» **TRY IT**: Reading the listing that follows, count the lines where "below" appears, and answer with only that count.
____________________
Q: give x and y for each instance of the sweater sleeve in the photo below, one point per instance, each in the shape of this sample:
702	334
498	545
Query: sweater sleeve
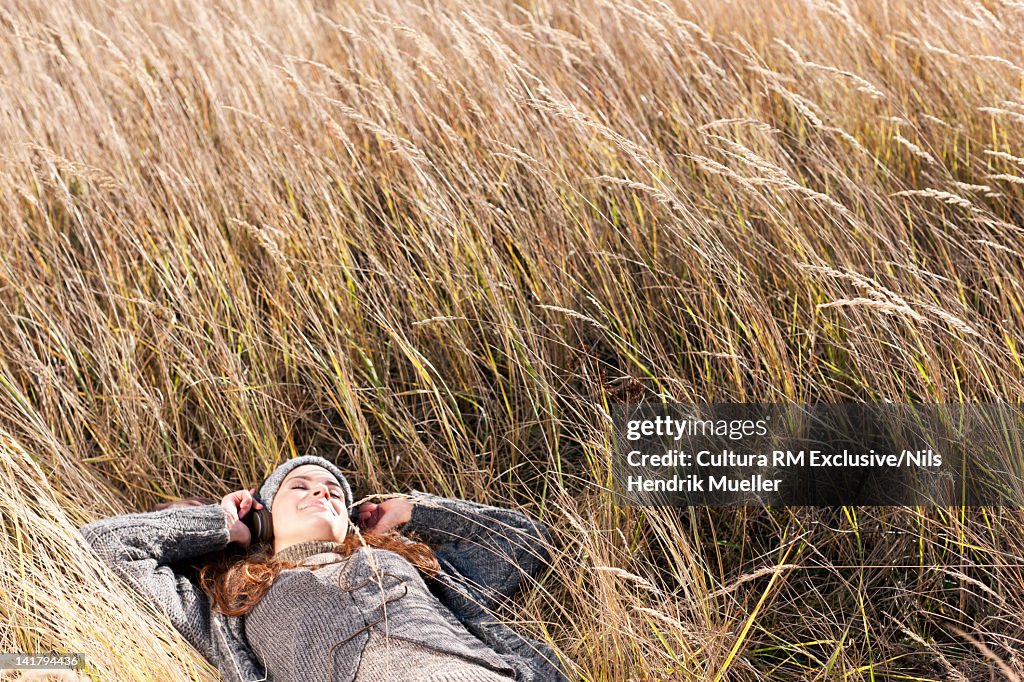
138	547
493	549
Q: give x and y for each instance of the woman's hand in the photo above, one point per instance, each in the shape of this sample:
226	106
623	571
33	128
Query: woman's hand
237	505
387	515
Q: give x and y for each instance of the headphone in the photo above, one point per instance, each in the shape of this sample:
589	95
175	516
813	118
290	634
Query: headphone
261	526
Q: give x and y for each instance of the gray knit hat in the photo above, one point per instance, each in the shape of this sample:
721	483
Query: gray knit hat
272	482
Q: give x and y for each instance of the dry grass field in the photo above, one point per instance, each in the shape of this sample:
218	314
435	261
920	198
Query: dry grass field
436	240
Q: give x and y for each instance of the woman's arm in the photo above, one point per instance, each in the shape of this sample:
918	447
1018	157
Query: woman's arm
138	547
493	548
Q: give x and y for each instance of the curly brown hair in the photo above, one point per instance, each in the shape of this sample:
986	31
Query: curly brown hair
239	579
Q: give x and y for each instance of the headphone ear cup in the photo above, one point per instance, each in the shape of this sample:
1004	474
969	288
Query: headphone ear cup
260	525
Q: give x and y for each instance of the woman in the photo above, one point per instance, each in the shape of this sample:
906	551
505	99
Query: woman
328	601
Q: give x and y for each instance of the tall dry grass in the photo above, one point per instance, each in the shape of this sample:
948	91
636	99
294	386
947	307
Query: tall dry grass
437	240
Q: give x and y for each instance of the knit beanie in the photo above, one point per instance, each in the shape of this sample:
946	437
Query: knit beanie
272	482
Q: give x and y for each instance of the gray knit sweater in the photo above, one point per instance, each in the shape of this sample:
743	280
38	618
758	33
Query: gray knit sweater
324	622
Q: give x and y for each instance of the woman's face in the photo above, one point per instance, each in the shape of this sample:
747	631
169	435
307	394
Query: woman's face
309	505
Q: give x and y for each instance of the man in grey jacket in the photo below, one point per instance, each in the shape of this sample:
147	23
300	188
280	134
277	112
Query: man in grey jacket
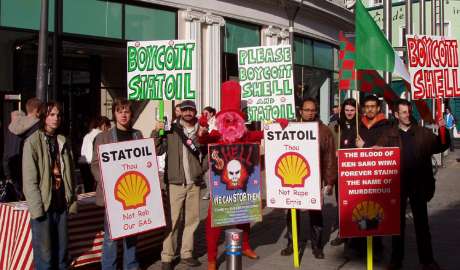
49	188
183	178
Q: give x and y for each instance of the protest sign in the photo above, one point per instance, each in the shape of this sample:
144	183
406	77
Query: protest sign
234	183
162	70
369	192
433	66
266	79
292	166
133	201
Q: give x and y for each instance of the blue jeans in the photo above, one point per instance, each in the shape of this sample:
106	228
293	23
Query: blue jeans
109	252
49	241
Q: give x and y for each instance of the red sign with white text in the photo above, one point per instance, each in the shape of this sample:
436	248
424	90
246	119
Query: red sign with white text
433	66
369	192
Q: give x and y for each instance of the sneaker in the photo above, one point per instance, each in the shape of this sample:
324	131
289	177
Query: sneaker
166	266
337	241
318	253
192	262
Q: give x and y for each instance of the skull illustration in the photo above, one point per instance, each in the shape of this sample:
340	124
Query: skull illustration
234	171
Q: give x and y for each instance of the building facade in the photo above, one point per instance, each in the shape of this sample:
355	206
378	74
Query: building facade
92	36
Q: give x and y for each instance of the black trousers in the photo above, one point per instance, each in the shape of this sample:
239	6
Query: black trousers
316	227
422	229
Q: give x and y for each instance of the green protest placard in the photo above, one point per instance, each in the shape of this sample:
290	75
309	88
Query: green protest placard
161	70
266	79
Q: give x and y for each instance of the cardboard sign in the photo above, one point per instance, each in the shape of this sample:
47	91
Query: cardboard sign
292	166
433	66
234	184
129	173
266	79
369	192
162	70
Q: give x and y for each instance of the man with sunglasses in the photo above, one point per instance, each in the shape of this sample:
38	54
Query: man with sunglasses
183	178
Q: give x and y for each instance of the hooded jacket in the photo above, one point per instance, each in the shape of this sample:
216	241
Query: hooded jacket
36	171
18	131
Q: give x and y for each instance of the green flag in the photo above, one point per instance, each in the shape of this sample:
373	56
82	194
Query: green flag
373	51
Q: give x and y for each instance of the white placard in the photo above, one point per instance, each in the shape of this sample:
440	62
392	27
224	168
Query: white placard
129	173
292	166
267	82
162	70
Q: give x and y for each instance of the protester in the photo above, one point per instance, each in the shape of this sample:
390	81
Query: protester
20	128
335	114
97	125
123	131
417	145
373	123
184	176
209	114
230	128
49	188
450	124
345	127
328	168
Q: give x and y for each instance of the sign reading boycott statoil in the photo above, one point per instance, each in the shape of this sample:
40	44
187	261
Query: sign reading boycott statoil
433	66
369	192
162	70
133	201
292	166
266	79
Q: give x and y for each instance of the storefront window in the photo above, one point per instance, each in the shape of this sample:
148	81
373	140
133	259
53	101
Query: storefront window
143	23
93	18
29	11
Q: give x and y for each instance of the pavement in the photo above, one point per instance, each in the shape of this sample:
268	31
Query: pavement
268	236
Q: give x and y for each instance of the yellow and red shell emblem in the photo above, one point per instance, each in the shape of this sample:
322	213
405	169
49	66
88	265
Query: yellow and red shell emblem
368	215
132	189
293	169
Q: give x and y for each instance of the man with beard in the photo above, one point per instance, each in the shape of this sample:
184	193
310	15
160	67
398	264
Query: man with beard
417	145
183	178
328	168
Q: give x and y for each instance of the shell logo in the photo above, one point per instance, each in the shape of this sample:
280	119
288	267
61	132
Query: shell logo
368	215
293	169
132	189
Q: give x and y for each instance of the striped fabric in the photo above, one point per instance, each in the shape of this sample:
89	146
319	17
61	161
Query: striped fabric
85	235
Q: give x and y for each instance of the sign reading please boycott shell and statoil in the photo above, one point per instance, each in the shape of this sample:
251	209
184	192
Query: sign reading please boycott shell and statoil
133	201
162	70
369	189
433	66
292	166
266	79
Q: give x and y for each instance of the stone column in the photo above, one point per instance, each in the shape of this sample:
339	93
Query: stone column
212	55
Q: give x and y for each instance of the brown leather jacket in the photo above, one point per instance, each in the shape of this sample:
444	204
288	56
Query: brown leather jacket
328	159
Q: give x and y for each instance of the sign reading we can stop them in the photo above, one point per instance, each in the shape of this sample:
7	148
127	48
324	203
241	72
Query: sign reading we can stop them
433	66
162	70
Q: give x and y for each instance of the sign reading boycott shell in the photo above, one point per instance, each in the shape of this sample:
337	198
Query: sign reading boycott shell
369	200
162	70
133	201
292	166
266	79
433	66
234	184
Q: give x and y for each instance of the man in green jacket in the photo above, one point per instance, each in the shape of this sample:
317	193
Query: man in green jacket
183	176
49	188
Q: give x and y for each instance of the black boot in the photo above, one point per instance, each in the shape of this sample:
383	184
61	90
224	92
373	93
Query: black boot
316	241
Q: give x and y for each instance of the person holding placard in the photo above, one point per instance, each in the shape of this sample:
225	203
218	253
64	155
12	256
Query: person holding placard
417	145
183	179
328	167
49	188
123	131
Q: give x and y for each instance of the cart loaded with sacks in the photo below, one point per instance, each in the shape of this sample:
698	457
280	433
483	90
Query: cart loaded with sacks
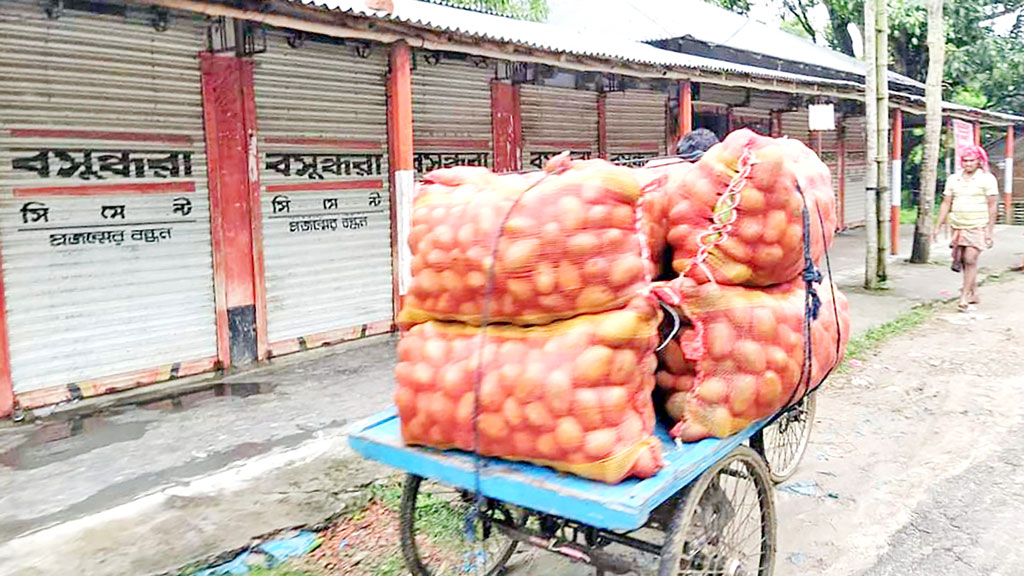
611	364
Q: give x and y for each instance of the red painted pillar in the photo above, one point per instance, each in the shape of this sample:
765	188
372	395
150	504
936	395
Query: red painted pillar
685	108
229	122
399	139
506	126
1008	177
775	124
896	188
841	158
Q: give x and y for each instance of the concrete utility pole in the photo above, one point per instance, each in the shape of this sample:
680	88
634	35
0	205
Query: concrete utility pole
933	132
877	108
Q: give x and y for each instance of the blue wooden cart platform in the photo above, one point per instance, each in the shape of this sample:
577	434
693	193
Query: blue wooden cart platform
624	506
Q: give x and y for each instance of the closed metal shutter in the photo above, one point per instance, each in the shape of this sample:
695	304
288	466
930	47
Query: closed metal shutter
754	119
795	126
555	120
855	142
635	124
829	155
103	205
451	113
322	116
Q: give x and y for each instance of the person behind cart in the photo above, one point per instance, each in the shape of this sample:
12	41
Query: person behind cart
692	146
970	208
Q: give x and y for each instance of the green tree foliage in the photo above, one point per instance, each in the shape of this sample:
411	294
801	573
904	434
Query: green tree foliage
522	9
983	69
738	6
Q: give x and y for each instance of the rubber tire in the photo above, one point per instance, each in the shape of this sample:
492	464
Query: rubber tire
409	550
779	478
673	546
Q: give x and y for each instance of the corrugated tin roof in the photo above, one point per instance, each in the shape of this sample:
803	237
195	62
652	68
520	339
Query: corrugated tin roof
611	44
551	37
660	19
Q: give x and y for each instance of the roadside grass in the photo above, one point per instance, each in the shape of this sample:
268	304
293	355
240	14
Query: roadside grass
860	347
289	568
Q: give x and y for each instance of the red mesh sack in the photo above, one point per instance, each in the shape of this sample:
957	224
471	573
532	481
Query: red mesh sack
741	357
573	395
569	244
759	241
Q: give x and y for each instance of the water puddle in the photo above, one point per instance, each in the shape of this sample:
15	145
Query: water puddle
41	444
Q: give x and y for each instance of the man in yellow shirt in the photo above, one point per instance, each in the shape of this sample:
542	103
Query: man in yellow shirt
970	202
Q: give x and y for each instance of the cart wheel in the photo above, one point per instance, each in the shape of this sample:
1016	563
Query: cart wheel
725	524
434	541
782	444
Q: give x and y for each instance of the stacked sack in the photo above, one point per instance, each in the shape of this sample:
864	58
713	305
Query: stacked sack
740	356
526	290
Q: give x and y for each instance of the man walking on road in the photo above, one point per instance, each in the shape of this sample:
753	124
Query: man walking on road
970	202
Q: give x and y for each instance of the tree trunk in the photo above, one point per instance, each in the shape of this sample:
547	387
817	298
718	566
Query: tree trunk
882	199
871	177
841	32
933	131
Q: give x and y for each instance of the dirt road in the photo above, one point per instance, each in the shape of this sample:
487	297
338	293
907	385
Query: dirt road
915	459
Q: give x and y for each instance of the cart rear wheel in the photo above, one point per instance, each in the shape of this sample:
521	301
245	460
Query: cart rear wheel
725	524
782	444
434	539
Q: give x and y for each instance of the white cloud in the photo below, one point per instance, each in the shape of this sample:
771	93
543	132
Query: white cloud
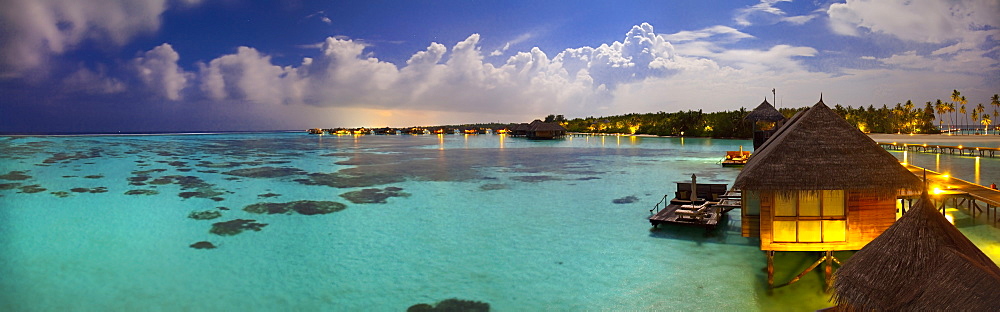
92	82
34	30
643	72
158	69
766	13
927	21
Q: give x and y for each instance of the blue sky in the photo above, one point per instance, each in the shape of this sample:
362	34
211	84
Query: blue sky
201	65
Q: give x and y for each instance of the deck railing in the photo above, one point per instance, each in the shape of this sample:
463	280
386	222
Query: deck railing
657	206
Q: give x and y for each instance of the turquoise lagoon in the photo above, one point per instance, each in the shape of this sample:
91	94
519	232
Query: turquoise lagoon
98	223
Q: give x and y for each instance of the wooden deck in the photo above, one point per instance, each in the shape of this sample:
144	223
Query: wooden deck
670	215
943	149
980	202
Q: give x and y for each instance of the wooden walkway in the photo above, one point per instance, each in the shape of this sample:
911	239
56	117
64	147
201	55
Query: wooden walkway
943	149
979	202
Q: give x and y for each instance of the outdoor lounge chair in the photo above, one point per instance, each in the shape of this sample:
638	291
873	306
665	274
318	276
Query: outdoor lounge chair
693	212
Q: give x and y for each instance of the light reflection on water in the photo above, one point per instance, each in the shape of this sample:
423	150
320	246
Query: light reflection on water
520	224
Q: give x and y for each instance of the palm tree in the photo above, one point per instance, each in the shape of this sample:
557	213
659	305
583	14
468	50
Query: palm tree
987	122
955	97
975	115
950	108
939	109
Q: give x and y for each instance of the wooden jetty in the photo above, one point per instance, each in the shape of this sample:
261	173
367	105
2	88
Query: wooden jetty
698	208
978	201
943	149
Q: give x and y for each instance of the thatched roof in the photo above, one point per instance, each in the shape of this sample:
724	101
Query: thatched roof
819	150
921	262
764	112
544	126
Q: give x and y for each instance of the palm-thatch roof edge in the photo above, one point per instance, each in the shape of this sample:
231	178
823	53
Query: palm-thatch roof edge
765	111
920	262
819	150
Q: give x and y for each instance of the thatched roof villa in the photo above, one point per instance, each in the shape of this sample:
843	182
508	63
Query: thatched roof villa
921	262
544	130
819	184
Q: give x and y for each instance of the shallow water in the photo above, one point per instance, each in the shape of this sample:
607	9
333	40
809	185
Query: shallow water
518	224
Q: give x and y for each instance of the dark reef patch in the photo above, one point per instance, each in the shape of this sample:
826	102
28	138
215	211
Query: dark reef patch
233	227
205	215
99	189
141	192
203	245
304	207
374	195
534	179
493	187
450	305
15	176
266	172
625	200
268	195
34	188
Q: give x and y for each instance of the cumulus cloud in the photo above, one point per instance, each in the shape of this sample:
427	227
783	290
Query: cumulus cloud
458	80
34	30
92	82
158	69
766	13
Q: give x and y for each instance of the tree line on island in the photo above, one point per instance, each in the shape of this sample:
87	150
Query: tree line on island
933	117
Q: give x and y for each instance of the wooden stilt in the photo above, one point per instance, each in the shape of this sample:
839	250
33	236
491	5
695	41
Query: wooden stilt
811	267
770	269
828	271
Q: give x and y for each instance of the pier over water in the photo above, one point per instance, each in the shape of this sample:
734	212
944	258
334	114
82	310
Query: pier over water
943	149
981	203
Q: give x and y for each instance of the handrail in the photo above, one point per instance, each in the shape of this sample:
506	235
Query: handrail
657	206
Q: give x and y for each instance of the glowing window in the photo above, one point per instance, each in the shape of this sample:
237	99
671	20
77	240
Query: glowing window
784	206
810	231
784	231
834	230
809	204
833	203
751	202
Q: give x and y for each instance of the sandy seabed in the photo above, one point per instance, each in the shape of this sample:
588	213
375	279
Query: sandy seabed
943	139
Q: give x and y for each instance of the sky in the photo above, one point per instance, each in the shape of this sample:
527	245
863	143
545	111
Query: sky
204	65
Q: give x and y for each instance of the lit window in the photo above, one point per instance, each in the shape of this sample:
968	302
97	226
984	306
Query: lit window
833	203
809	204
784	205
751	203
810	217
834	230
810	231
784	231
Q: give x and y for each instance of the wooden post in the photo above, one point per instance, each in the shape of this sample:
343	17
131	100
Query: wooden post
828	271
770	269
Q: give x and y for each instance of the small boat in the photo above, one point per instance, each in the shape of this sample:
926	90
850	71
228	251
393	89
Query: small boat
736	158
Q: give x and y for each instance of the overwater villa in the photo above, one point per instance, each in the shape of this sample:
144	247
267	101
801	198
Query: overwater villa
921	262
819	184
539	130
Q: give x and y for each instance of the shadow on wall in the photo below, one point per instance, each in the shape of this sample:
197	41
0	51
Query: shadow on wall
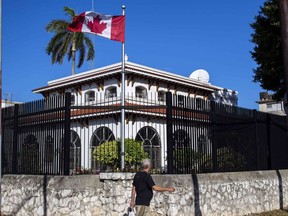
280	183
197	210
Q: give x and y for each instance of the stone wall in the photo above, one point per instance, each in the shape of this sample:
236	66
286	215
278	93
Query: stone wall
222	194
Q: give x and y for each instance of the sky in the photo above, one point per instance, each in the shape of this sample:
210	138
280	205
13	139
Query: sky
176	36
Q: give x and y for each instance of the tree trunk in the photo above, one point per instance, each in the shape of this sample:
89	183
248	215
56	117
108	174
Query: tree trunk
73	54
283	5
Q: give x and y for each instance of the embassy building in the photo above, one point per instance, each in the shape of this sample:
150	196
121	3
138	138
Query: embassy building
144	86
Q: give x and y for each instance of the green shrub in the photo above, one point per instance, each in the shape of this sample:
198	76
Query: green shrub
108	153
227	160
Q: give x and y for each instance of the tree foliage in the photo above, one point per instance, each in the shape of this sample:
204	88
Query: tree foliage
267	51
67	43
108	153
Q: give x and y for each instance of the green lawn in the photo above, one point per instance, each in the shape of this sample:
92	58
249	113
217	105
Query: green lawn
272	213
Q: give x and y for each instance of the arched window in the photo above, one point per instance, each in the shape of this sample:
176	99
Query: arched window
181	138
162	96
75	151
49	149
200	103
111	92
99	136
89	96
141	92
151	144
73	99
30	163
202	143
____________________
» **TASK SOLUTION**: 5